*** Document passage Section Begins ***

The village was a favourite place of writer and playwright J.B. Priestley who described it as the smallest, pleasantest place in the world. The churchyard of St Michael and All Angels' Church is the resting place of his ashes. The old inn, The George, is opposite the Church. This is notable for the lit candle that sits on the bar to indicate the pub is open and serving. The tradition dates from distinctive auctions for agricultural land or grazing that are still held in The George. The last bid to be received before the candle extinguished is the winner.

The George Pub in Hubberholme opens throughout the year (with the White Lion at Cray and the Buck Inn at Buckden the closest alternative watering holes). After the George Inn, there is no pub on the Dales Way until the Sportsman Inn at Cowgill in Cumbria. The church holds regular Sunday services, normally at 11.00 am.

==Buildings==
There are two architecturally notable buildings in Hubberholme, St Michael and All Angels' Church and Scar House.

===St. Michael and All Angels' Church===

This small Norman church is open for regular services. There is a small cemetery in its grounds which contain the ashes of J.B. Priestley. Most of the church dates from the 12th century but the oak roof was completed in 1558. The church's oak pews were crafted by Kilburn's Robert Thompson, whose trademark mouse can be found in the woodwork. The tower contains two bells, both cast by John Taylor and Co of Loughborough in the early 20th century. They replaced an older bell, cast by William Oldfield in 1601, which is now on display in the church. The heavier bell can be rung full-circle. The George Inn, opposite the church, was originally the vicarage.

The church was featured in the final episode of the BBC television series All Creatures Great and Small as the venue for the wedding of Franco and Katharine Pedretti.

*** Document passage Section Ends ***

## Task goal
Answer these questions from the Hubberholme passage:
(a) What sits on the bar of The George to show that the pub is open and serving?
(b) In what year was the oak roof of St Michael and All Angels' Church completed?
(c) Who cast the older bell now on display in the church, and in what year?
The data that come next are separate material and have no connection to the Hubberholme passage.

*** Excerpted data Section Begins ***

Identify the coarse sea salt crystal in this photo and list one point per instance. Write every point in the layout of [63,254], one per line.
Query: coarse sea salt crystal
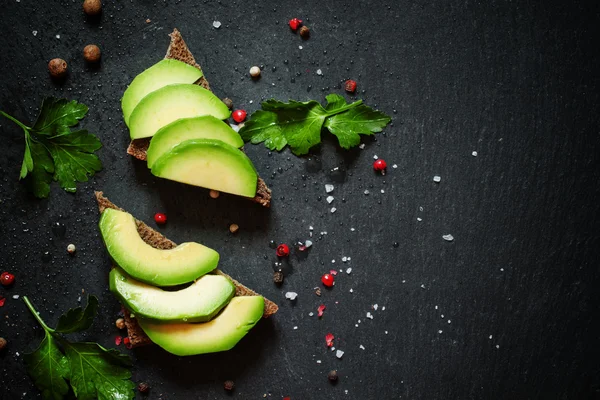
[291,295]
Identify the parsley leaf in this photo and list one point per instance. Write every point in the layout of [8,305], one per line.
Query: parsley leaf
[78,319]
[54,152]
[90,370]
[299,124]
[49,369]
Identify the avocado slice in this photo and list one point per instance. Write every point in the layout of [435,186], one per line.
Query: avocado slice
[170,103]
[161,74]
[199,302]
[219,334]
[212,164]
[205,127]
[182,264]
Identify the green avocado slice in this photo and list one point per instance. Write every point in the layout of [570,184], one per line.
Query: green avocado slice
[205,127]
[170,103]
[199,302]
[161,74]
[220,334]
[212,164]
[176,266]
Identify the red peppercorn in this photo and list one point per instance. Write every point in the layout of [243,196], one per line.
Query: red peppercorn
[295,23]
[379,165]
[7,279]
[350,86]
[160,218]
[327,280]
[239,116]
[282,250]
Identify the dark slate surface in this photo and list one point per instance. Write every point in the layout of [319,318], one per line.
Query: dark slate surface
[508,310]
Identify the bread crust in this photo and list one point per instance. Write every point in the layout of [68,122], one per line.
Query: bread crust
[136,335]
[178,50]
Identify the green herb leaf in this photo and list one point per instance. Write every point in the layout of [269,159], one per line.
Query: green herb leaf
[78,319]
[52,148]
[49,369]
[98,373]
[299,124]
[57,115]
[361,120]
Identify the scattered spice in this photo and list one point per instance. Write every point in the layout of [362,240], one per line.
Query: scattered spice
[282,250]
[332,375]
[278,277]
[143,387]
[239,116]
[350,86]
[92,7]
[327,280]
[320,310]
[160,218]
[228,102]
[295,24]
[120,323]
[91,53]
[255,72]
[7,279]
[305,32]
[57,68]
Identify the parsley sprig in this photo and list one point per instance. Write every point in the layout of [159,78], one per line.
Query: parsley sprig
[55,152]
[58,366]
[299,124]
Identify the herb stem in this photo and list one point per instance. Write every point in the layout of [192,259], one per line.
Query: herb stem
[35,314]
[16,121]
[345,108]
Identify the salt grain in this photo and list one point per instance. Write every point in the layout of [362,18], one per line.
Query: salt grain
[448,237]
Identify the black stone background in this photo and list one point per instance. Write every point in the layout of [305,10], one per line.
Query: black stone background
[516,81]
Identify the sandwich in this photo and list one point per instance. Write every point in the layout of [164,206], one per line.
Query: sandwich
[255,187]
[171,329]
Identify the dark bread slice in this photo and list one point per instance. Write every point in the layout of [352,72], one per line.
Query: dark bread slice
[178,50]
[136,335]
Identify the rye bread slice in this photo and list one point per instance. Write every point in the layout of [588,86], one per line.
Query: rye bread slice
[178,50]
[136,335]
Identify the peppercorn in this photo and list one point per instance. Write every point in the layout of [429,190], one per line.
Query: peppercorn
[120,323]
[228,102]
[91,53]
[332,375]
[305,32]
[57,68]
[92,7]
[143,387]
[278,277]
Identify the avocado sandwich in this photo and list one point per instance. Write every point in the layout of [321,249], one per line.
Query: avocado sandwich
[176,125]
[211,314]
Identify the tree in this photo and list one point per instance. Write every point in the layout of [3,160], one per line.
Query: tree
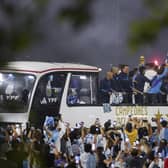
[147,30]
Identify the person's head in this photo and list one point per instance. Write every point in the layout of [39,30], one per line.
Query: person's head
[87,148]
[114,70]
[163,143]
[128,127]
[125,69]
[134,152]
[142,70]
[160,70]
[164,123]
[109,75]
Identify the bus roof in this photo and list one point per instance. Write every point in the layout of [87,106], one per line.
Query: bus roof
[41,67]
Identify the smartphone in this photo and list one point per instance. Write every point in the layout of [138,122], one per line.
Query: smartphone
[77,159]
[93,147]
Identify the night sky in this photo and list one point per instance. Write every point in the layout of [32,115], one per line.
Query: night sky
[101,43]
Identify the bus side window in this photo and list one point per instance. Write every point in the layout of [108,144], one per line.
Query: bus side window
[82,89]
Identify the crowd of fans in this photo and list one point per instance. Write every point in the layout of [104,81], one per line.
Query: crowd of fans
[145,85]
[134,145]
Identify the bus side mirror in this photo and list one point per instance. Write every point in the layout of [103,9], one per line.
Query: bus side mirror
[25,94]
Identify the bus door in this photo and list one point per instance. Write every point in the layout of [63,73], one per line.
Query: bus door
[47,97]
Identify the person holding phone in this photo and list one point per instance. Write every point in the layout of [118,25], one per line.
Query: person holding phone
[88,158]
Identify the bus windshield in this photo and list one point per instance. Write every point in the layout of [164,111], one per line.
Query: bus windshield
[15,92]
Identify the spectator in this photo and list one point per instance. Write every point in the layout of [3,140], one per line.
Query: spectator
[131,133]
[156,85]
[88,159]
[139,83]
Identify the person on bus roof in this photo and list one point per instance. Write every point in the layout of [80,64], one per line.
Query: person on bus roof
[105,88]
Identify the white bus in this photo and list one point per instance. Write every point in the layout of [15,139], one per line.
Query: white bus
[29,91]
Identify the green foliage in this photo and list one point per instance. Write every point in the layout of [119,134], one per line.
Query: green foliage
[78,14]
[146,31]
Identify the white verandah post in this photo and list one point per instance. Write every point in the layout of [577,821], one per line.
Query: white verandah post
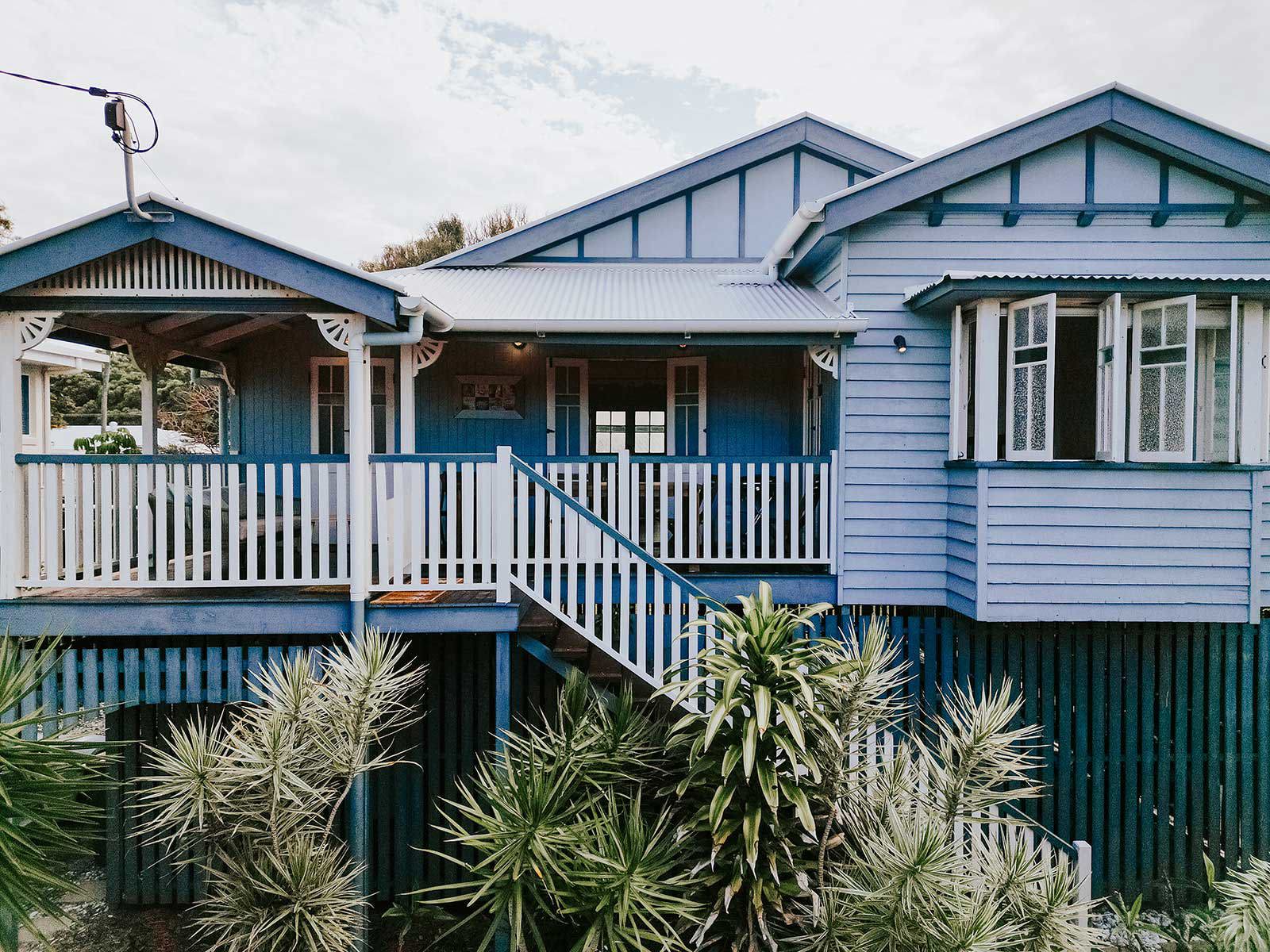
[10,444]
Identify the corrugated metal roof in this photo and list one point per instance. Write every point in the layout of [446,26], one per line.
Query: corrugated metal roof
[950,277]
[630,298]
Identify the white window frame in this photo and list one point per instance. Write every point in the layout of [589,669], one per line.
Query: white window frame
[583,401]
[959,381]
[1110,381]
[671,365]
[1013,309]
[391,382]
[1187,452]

*** Excerpted data Section Ends ***
*** Excerpted data Section Begins ***

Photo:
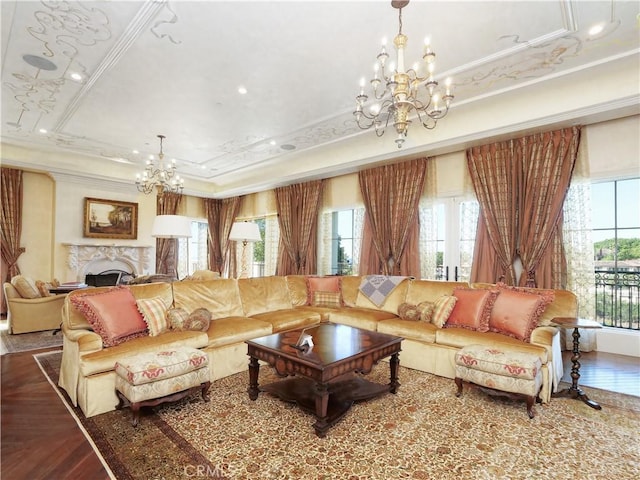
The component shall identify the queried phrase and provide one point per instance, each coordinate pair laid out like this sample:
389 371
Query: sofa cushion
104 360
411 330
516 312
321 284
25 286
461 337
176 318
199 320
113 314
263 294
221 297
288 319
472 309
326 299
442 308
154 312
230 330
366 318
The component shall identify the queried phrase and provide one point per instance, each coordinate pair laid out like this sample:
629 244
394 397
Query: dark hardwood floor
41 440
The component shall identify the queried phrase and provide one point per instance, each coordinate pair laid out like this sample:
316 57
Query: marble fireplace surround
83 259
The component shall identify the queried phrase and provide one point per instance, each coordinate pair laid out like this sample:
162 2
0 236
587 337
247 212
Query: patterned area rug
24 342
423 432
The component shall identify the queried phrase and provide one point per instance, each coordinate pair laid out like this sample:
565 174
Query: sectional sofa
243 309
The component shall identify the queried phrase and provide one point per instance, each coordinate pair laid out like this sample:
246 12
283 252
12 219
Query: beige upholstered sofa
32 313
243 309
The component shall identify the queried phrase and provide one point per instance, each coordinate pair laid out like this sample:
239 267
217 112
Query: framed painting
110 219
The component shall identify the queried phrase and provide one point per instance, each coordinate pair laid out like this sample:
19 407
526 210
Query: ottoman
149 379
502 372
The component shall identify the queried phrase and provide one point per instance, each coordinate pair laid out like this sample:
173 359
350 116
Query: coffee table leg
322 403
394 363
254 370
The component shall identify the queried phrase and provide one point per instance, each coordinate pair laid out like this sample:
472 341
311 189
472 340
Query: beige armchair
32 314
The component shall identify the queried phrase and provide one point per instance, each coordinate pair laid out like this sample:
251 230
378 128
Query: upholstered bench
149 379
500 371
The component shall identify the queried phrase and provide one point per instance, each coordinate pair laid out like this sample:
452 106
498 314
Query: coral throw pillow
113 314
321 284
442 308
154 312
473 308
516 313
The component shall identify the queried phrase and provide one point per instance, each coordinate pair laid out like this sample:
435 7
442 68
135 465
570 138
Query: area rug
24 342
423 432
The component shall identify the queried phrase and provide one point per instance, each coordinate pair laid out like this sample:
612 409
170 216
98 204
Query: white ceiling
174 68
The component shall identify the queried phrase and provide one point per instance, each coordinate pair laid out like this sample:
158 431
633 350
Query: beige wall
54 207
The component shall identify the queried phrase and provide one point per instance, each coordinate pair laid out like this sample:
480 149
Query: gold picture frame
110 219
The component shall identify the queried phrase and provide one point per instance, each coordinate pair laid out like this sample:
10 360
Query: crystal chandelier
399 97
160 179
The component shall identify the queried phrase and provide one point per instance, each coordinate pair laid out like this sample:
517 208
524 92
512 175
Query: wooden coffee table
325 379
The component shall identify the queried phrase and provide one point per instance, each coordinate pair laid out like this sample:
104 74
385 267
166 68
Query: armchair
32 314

*** Excerpted data Section Ends ***
*** Excerpted data Section Begins ***

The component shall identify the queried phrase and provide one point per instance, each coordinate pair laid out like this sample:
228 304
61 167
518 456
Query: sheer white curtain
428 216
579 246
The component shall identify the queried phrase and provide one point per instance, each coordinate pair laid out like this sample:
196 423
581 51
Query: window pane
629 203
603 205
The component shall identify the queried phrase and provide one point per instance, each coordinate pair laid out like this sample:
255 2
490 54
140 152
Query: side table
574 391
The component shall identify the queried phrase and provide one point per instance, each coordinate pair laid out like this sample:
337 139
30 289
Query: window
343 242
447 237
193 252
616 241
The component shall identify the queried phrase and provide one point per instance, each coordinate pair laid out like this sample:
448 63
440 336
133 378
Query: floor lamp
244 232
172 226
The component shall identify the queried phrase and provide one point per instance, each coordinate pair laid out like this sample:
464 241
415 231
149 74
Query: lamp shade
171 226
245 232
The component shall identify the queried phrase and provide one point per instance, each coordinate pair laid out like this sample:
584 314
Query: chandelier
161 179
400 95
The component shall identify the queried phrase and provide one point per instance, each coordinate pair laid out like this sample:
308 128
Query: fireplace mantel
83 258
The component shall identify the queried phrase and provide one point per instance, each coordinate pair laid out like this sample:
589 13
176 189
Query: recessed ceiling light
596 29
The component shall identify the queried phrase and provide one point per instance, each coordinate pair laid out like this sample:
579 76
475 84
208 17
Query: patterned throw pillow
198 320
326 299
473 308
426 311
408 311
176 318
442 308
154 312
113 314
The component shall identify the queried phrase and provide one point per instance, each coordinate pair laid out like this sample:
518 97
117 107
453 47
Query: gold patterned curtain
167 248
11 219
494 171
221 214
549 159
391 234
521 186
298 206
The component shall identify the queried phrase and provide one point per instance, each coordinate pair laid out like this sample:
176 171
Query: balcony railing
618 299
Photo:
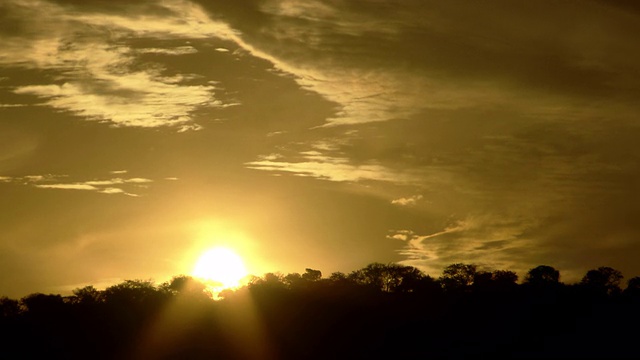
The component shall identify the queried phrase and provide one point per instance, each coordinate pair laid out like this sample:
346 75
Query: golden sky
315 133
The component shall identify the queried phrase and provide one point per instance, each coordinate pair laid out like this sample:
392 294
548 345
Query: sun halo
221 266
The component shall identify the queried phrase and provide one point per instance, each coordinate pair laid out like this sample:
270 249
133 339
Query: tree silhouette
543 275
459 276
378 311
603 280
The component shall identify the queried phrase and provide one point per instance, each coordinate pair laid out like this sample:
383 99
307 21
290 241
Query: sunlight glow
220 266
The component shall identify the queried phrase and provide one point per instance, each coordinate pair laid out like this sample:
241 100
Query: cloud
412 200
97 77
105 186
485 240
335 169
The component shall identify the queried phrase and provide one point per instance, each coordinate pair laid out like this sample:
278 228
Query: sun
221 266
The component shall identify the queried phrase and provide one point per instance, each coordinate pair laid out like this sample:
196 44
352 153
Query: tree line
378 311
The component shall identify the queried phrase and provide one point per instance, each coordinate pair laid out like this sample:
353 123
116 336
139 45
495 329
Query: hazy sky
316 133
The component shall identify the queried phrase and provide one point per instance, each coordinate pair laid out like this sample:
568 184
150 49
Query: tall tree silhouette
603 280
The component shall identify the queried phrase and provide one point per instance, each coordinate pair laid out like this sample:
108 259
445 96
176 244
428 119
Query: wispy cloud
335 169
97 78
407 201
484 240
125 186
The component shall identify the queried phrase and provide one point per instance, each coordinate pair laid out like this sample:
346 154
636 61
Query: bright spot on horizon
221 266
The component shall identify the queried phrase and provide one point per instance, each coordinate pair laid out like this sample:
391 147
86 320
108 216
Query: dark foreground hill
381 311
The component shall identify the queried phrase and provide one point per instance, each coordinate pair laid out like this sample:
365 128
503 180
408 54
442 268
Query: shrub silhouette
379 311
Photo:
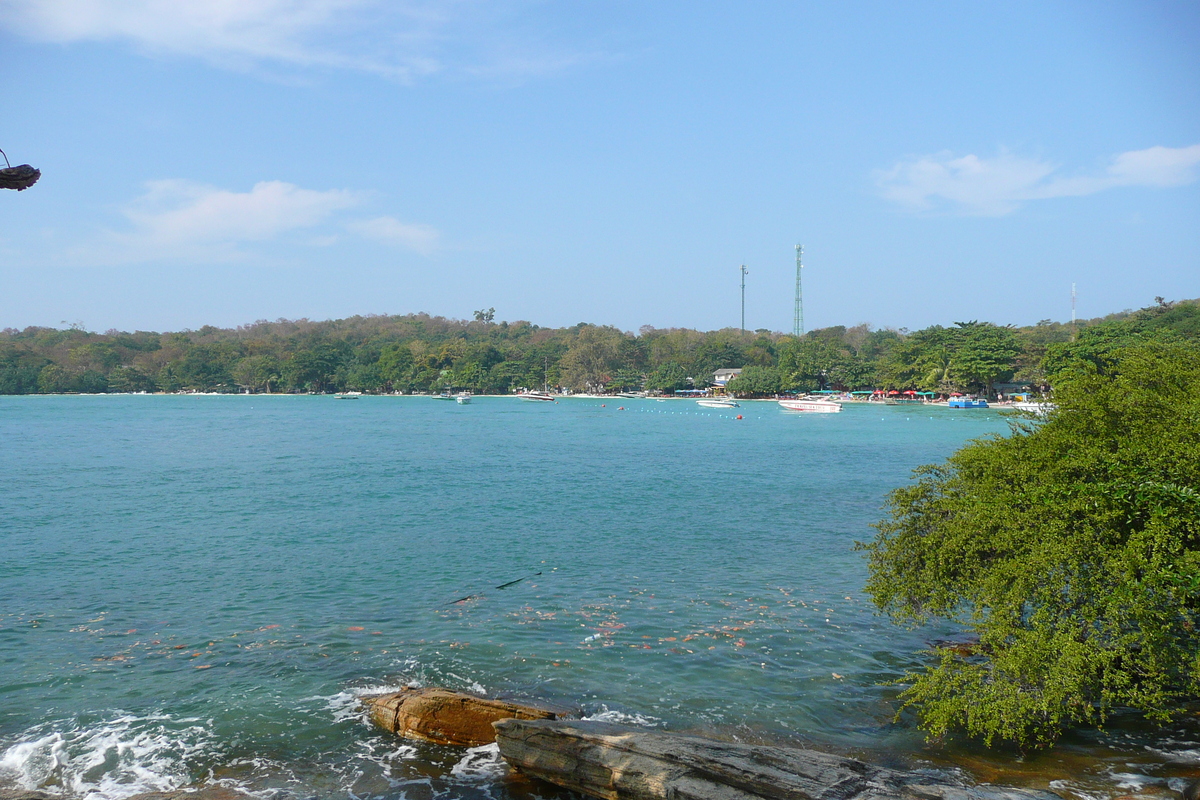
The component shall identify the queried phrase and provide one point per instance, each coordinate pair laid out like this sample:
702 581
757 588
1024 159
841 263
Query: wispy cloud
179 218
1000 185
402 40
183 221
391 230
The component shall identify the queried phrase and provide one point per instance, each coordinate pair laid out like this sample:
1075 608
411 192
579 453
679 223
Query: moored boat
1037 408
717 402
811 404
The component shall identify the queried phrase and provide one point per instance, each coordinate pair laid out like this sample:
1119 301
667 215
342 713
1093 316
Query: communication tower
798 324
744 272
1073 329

*** Excerpted data Section Ends ***

## Written answer
(a) A lit candle.
(b) 1558.
(c) William Oldfield cast it in 1601.